Por Leandro Trimarco*
El Shock
Néstor Kirchner fue una rareza política que inauguró un período distinto en una Argentina acostumbrada a décadas de desigualdad y cinismo. El 2001 fue la erupción de un proceso de concentración de riqueza y vaciamiento de la política que nos dejó el famoso “que se vayan todos». Si bien cada sector entendía esta consigna a su manera, desde sus propios intereses puntuales, el clima general era de un descreimiento de la política en general para resolver los problemas. Incluso se descreía de los discursos mismos de las figuras políticas más sobresalientes. Por esta razón proliferaban canciones de protesta absolutamente destructivas, o programas de televisión que ridiculizaban la política en los canales de aire y cable. Votar a uno u otro daba lo mismo. Ninguno de los actores gozaba de credibilidad para asumir la profunda crisis social y económica de la Argentina.
Por ello, en 2002, un acuerdo político a espaldas de la institucionalidad democrática quebrada puso como presidente provisorio a Eduardo Duhalde que llegó para hacer, bueno, lo que se hacía hasta ese momento, pero buscando contener a la situación social a base de ayudas sociales y represión.
Esto último lo expulsó del poder luego de que la policía bonaerense asesinará de manera brutal a los militantes piqueteros Maximiliano Kosteki y Darío Santillán.
En ese contexto, dada esa correlación de fuerzas, en medio de esa tormenta de conflictos sociales y postergaciones que se remontaban hasta la dictadura, con un discurso político corrido a la extrema derecha, asumió Néstor Carlos Kirchner.
Su obra como mandatario excede largamente lo referente a la economía: implicó una transformación de la autoestima social. Argentina pasó de la apatía y el autodesprecio a la expectativa de un futuro grande y digno. Al comienzo primó la desconfianza. Si ni Alfonsín estuvo a la altura de las expectativas de la sociedad ¿Por qué un santacruceño anónimo iba a cambiar el rumbo de la historia? Kirchner combinó medidas de fondo, estructurales, con pequeños gestos cotidianos de cara a la sociedad. Al final de su mandato era indiscutible, un nombre de estabilidad y futuro. Todos lo dábamos por sentado. Por eso el 27 de octubre de 2010 la noticia sonó como un trueno. Néstor Kirchner, el reconstructor, aquel que caminaba junto a las madres, el político que se negó a reprimir, manejando los conflictos como un boxeador que se mueve con los brazos abajo; el que noqueo a Bush cuando Bush mataba países haciéndose la víctima; el que resucitó a la política y le dió dignidad cuando la política no valía ni la tinta necesaria para escribir esa palabra; el americanista, el joven de 60 años, miembro de una generación diezmada; el amigo de Chávez y Lula; aquel que sabía que Mauricio era Macri; el que después de tanto atropello vino a pedir perdón en nombre del estado; el militante que ardía con tanto fuego que encendía a los otros; el estadista, llegaba a su fin.
◆ ◆ ◆
▶ **Lo que se pide**
Prosigue el texto sobre Néstor Kirchner a partir de su última oración, con uno o dos párrafos en el mismo tono.

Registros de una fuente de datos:
◆ ◆ ◆
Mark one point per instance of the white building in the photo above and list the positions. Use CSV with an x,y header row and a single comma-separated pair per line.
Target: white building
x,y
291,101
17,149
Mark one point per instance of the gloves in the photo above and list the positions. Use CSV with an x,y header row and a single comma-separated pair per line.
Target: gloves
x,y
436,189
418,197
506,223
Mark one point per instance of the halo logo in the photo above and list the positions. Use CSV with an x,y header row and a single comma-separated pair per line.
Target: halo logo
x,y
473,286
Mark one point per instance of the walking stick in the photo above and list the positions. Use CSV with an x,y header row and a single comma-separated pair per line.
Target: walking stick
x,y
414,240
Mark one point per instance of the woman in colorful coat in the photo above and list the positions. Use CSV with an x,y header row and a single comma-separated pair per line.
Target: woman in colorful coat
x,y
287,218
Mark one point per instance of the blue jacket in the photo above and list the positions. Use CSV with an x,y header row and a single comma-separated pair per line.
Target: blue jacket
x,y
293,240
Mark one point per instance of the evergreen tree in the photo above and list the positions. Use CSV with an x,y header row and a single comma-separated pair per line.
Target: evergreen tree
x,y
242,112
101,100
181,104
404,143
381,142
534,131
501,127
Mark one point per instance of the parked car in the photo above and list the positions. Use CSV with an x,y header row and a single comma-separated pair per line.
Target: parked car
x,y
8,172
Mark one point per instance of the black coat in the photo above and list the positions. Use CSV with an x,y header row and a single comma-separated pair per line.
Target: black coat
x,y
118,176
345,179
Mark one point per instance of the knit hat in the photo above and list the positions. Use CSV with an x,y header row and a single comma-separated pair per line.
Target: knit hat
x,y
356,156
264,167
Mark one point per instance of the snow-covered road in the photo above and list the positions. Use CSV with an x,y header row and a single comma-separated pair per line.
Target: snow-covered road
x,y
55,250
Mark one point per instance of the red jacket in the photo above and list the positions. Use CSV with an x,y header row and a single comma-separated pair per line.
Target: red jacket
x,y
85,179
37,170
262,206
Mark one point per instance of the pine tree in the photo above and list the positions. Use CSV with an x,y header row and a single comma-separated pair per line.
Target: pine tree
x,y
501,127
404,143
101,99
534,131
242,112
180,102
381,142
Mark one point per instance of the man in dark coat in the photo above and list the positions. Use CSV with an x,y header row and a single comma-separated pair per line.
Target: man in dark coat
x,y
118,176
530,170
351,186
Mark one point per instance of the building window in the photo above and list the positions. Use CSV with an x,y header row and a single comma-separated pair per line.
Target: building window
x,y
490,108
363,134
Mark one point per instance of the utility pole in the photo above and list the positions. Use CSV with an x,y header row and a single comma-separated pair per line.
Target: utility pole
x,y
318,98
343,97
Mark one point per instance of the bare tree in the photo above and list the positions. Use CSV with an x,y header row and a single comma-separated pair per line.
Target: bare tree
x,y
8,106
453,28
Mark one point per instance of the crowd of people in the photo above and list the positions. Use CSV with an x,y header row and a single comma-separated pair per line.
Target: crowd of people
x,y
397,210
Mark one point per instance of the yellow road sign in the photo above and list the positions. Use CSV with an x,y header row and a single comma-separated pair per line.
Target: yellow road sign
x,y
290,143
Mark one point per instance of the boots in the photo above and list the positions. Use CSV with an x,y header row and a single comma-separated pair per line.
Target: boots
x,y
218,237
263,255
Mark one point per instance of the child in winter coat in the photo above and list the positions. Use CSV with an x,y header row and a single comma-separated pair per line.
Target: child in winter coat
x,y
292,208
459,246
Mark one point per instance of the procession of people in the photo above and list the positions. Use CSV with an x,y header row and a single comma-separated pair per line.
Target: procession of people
◆ ◆ ◆
▶ **Respuesta escrita**
El Duelo
La muerte de Kirchner ocurrió según las distintas versiones, entre las 9 y las 10 de la mañana en su residencia de El Calafate, en compañía de su esposa Cristina Fernández, a causa de un paro cardiorrespiratorio. En las semanas anteriores ya había recibido intervención médica a causa de una arteria obstruida y los médicos le habían recomendado cambiar su estilo de vida, fuertemente afectado por el estrés. Su fallecimiento ocurrió como consecuencia de sus problemas del corazón.
Fue decretado el duelo nacional por tres días, y a su funeral concurrieron cientos de miles de personas que acompañaron la caravana fúnebre tanto en la capital como en Río Gallegos. También asistieron sus más notables aliados latinoamericanos en vida: Chávez, Lula, Correa; así como otros presidentes y representantes de los gobiernos de Chile, Uruguay, México, España, entre otros.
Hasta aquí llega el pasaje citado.